# REQUIREMENT:
Reproduce all entries precisely as they are written.
** begin MATERIAL FOR THE TASK **
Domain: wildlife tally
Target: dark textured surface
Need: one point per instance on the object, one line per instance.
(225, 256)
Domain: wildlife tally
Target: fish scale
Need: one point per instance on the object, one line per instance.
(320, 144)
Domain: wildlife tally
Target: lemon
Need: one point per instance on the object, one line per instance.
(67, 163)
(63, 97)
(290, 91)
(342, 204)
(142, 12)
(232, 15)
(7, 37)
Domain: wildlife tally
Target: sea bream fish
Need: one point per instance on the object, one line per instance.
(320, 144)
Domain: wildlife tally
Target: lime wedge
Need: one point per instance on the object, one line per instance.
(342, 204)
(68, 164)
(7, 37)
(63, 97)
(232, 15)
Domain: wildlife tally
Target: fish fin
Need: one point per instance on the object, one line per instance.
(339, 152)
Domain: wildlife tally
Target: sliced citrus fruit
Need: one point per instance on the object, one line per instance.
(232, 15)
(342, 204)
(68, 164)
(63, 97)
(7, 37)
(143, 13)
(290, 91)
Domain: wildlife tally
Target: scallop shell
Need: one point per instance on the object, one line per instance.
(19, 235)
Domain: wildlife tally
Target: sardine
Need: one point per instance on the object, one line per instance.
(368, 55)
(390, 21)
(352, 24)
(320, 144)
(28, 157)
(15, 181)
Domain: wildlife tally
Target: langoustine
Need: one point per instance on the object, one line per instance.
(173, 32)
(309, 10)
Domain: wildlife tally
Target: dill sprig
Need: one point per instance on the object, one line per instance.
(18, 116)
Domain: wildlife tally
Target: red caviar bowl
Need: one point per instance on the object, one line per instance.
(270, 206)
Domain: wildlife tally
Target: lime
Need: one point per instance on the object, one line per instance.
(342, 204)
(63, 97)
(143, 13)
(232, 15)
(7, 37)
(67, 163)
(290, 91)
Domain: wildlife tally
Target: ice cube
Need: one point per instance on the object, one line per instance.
** end MATERIAL FOR THE TASK **
# COMPLETED EXERCISE:
Domain: wildlife tally
Target: dark textured surface
Need: one point per instance on the object, one line per instance.
(225, 256)
Domain: wildlife tally
Target: fish scale
Need: one point per instance on the object, one line per instance.
(320, 144)
Domain: wildlife tally
Target: lemon
Need: one point per instance on the object, one line per instance.
(67, 163)
(63, 97)
(290, 91)
(342, 204)
(142, 12)
(232, 15)
(7, 37)
Domain: wildlife tally
Target: sea bream fish
Need: one point per instance on the object, one line per instance.
(320, 144)
Domain: wildlife tally
Target: lime wedge
Need: one point per instance on the object, one line per instance.
(342, 204)
(68, 164)
(7, 37)
(63, 97)
(232, 15)
Domain: wildlife tally
Target: fish fin
Need: one point per instance on the object, one line per instance.
(339, 152)
Domain: wildlife tally
Target: sliced citrus fruit
Need: one point per instance on the object, one line per instance.
(232, 15)
(342, 204)
(68, 164)
(63, 97)
(7, 37)
(143, 13)
(290, 91)
Domain: wildlife tally
Target: scallop shell
Need: one point per instance on the object, one line per instance.
(19, 235)
Domain: wildlife tally
Target: sardine
Need: one point per instance on the object, one line per instance.
(368, 55)
(390, 21)
(352, 24)
(320, 144)
(28, 157)
(15, 181)
Domain: wildlife tally
Target: langoustine
Need: one point per instance on the object, one line per instance.
(173, 32)
(309, 10)
Domain: wildlife tally
Target: dill sprig
Need: one point per instance on the object, one line per instance.
(18, 116)
Domain: wildlife tally
Target: red caviar bowl
Need: one point per instance on the object, one line per instance.
(270, 206)
Domain: wildlife tally
Target: lime
Need: one point per instance on the object, one line per instance.
(342, 204)
(63, 97)
(143, 13)
(232, 15)
(7, 37)
(67, 163)
(290, 91)
Domain: wildlife tally
Target: ice cube
Need: one point per instance on the object, one line per instance.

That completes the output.